▶ _SOURCE DOCUMENT_:
3

Consider the following quiver plot with a singularity:

Is there a way to omit arrows if there length is larger than a given threshold?

Not that I am not asking for a colormap or something like that.

\documentclass[a4paper,12pt]{article}

\usepackage{pgfplots}

\begin{document}

\begin{tikzpicture}
  \begin{axis}[xmin=-2,xmax=2,ymin=-2,ymax=2,view={0}{90},xlabel=\empty,xlabel=\empty]
    \addplot3+ [samples=15,->,black,%restrict u to domain=0:10, 
    quiver={
      u={x/(x^2 + y^2)},
      v={y/(x^2 + y^2)},
      scale arrows=0.3,   
    },
    ] {0};
  \end{axis}
\end{tikzpicture}  
\end{document}

3 Answers 3

5
+100

You can just add a filter.

\documentclass[a4paper,12pt]{article}
\usepackage{pgfplots}
\pgfplotsset{compat=1.16}
\begin{document}

\begin{tikzpicture}
  \begin{axis}[xmin=-2,xmax=2,ymin=-2,ymax=2,view={0}{90},xlabel=\empty,xlabel=\empty]
    \addplot3+ [samples=15,->,black,%restrict u to domain=0:10, 
    quiver={
      u={x/(x^2 + y^2)},
      v={y/(x^2 + y^2)},
      scale arrows=0.3,   
    },
    x filter/.expression={x*x+y*y<0.2? nan:x},
    ] {0};
  \end{axis}
\end{tikzpicture}  
\end{document}

enter image description here

2

I could not get your code running, but using this answer I may have come closer to a solution. The singularity is at x=y=0, and you can cut it of by hand by replacing x^2+y^2 by max(x^2+y^2,0.5).

\documentclass{minimal}
\usepackage{tikz}
\usepackage{pgfplots}

\begin{document}
% from https://tex.stackexchange.com/a/34010/121799
\def\length{max(x^2+y^2,0.5)}
\begin{tikzpicture}
\begin{axis}[domain=-2:2, view={0}{90}]
\addplot3[blue, quiver={u={x/(\length)}, v={y/(\length)}, scale arrows=0.3}, -stealth,samples=20] {0};
\end{axis}
\end{tikzpicture}

\end{document}

Notice also that you might get nicer results if you switch to polar coordinates, in which u=cos(phi)/r and v=sin(phi)/r.

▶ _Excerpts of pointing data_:
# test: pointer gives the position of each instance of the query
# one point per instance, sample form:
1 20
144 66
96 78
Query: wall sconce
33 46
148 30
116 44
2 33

▶ _TASK GOAL_: Quote the pgfplots quiver thread word for word, taking the stretch from "enter image description" through "x^2+y^2 by max(x^2+y^2,0.5).".

▶ _TASK ANSWER_:
enter image description here

2

I could not get your code running, but using this answer I may have come closer to a solution. The singularity is at x=y=0, and you can cut it of by hand by replacing x^2+y^2 by max(x^2+y^2,0.5).